YOUR OBJECTIVE - Copy out the listing below line for line, with nothing changed.
╭──
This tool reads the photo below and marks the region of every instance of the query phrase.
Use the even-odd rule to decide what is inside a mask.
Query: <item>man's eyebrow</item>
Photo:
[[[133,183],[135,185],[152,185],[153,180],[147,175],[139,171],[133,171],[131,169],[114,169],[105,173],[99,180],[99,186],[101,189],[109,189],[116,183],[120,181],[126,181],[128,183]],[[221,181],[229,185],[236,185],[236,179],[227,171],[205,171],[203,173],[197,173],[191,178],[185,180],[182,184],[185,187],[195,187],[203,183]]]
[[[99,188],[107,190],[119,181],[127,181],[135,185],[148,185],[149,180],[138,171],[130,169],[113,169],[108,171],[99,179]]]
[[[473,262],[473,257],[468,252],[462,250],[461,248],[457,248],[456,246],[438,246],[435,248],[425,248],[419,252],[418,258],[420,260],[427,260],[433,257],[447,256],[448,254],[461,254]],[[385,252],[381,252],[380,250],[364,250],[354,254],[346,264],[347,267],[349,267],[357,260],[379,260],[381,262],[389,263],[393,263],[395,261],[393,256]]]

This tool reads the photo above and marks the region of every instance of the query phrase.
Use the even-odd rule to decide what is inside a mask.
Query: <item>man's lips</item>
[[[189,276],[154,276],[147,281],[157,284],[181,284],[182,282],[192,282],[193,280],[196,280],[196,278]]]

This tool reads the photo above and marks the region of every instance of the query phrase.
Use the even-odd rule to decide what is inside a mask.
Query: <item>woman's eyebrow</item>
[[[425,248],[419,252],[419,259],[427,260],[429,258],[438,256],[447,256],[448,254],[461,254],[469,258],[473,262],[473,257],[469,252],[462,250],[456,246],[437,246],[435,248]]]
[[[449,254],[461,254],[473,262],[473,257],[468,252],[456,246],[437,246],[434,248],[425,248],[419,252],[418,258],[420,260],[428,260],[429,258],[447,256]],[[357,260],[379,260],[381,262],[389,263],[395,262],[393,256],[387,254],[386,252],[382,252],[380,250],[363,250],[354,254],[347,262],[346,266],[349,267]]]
╰──
ANSWER TO THIS PROBLEM -
This tool reads the photo below and marks the region of every instance of the query phrase.
Use the even-odd rule to decide what is inside a mask.
Query: <item>man's eyebrow</item>
Photo:
[[[133,183],[135,185],[152,185],[153,180],[147,175],[139,171],[133,171],[131,169],[114,169],[105,173],[99,180],[99,186],[101,189],[109,189],[116,183],[120,181],[126,181],[128,183]],[[221,181],[229,185],[236,185],[236,179],[227,171],[205,171],[203,173],[197,173],[191,178],[185,180],[182,184],[185,187],[195,187],[203,183]]]
[[[99,188],[107,190],[119,181],[127,181],[135,185],[148,185],[149,180],[138,171],[130,169],[113,169],[108,171],[99,179]]]
[[[473,262],[473,257],[468,252],[462,250],[461,248],[457,248],[456,246],[438,246],[435,248],[425,248],[419,252],[418,258],[420,260],[427,260],[433,257],[447,256],[448,254],[461,254]],[[385,252],[381,252],[380,250],[364,250],[354,254],[346,264],[347,267],[349,267],[357,260],[379,260],[381,262],[389,263],[393,263],[395,261],[393,256]]]

This tool reads the photo above and marks the region of every instance of the query phrase.
Use the even-odd rule to decide what is inside a mask.
Query: <item>man's lips</item>
[[[189,276],[154,276],[147,281],[157,284],[181,284],[182,282],[192,282],[193,280],[196,280],[196,278]]]

This tool reads the photo above and marks the region of every instance of the query phrase.
Use the even-odd rule to decide what is inside a mask.
Query: <item>woman's eyebrow</item>
[[[425,248],[419,252],[419,259],[427,260],[429,258],[438,256],[447,256],[448,254],[461,254],[469,258],[473,262],[473,257],[469,252],[462,250],[456,246],[437,246],[435,248]]]
[[[449,254],[461,254],[473,262],[473,257],[468,252],[456,246],[437,246],[434,248],[425,248],[419,252],[418,258],[420,260],[428,260],[429,258],[447,256]],[[357,260],[379,260],[381,262],[389,263],[395,262],[393,256],[387,254],[386,252],[382,252],[380,250],[363,250],[354,254],[347,262],[346,266],[349,267]]]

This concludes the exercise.